| Short problem |
Render the lines below as a numbered list, omitting blank lines and leaving out the pictures.

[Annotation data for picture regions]
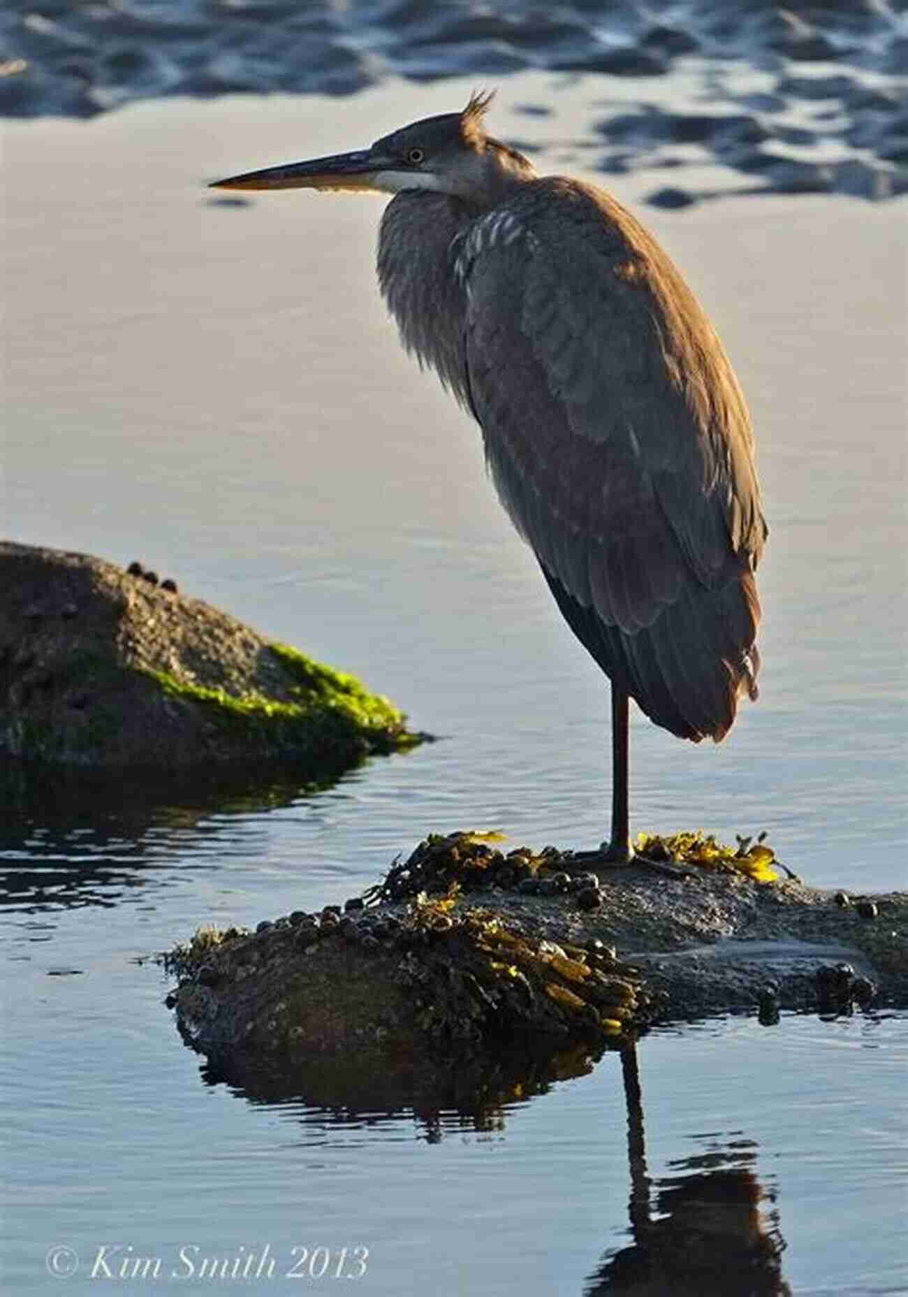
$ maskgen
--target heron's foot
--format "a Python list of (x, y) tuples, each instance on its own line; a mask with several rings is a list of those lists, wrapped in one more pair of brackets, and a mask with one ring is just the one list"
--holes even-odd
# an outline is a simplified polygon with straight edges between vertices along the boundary
[(606, 868), (607, 865), (619, 868), (620, 865), (633, 865), (637, 863), (637, 857), (627, 842), (617, 844), (603, 842), (593, 851), (575, 851), (572, 859), (584, 865), (593, 865), (594, 868)]
[(634, 853), (628, 839), (619, 838), (617, 842), (612, 839), (599, 846), (599, 860), (603, 865), (630, 865)]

| Response for this exercise |
1. $ maskgen
2. --target heron's foot
3. --format "a Python list of (x, y) tuples, each instance on its own line; a mask with several rings is a list of those lists, wrapped in one more pair of brackets, and a mask with one ring is just the one list"
4. --holes even-odd
5. # an outline is a simplified polygon with straight edges between vertices along the boundary
6. [(606, 868), (607, 865), (619, 868), (620, 865), (633, 865), (637, 863), (637, 857), (627, 842), (617, 844), (603, 842), (593, 851), (575, 851), (572, 859), (584, 865), (593, 865), (594, 868)]
7. [(634, 853), (628, 839), (619, 838), (617, 842), (612, 839), (599, 846), (599, 860), (603, 865), (630, 865)]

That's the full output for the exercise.